- [TO DO]
Which lines of the records below contain the string "woman"? Gather each of them in full, matching case exactly.

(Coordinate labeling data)
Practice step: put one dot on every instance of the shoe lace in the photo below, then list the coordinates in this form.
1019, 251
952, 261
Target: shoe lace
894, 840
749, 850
==
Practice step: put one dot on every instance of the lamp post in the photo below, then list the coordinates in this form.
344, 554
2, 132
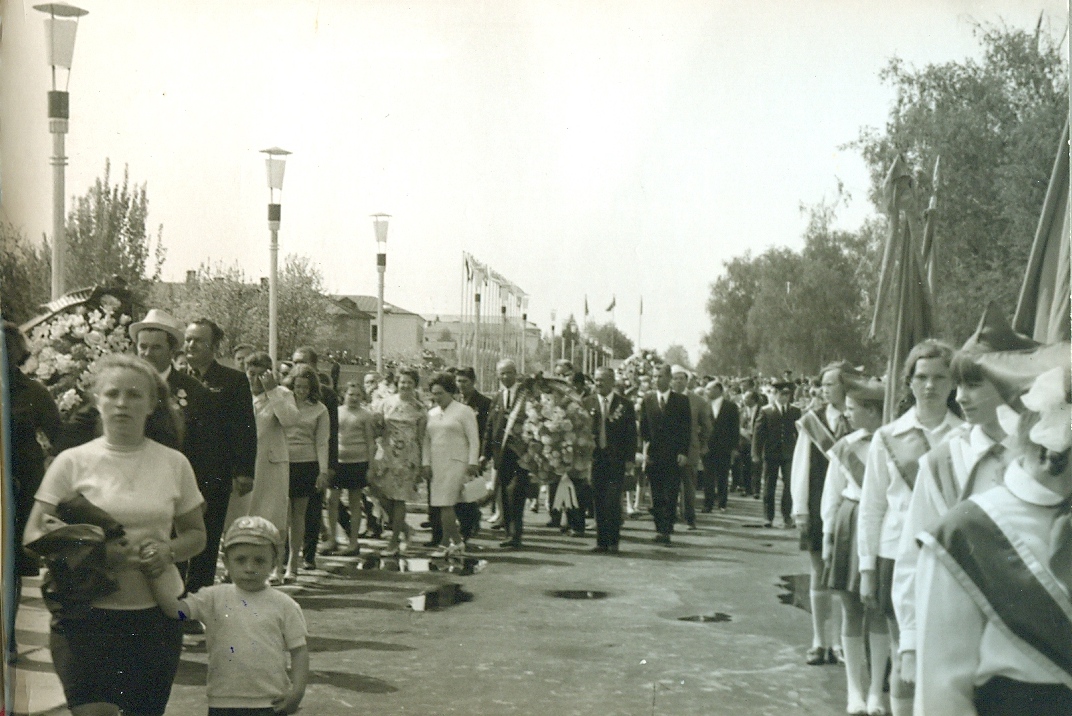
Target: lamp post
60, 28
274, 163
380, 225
--
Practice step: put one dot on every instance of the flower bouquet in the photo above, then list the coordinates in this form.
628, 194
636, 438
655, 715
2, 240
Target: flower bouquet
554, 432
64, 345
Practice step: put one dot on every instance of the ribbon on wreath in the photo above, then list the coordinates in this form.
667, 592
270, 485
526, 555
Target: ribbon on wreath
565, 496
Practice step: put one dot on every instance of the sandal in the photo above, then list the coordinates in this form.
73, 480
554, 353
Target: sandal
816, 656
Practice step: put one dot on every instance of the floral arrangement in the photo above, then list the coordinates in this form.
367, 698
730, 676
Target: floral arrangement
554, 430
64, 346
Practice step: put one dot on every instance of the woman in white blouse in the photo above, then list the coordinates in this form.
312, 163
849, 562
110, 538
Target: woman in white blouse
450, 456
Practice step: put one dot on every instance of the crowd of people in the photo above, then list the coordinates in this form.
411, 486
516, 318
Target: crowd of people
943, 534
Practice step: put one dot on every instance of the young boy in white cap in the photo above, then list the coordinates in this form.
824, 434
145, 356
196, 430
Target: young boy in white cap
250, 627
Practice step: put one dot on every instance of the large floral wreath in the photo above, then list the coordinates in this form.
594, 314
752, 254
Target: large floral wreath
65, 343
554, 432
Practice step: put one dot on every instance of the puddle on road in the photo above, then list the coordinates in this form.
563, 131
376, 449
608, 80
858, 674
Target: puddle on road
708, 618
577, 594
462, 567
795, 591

- [IN RESPONSE]
Practice step: put one dot on every instance of the woman in white blouse in the photo above, then list the coordinates in this form.
Target: woman in white blouse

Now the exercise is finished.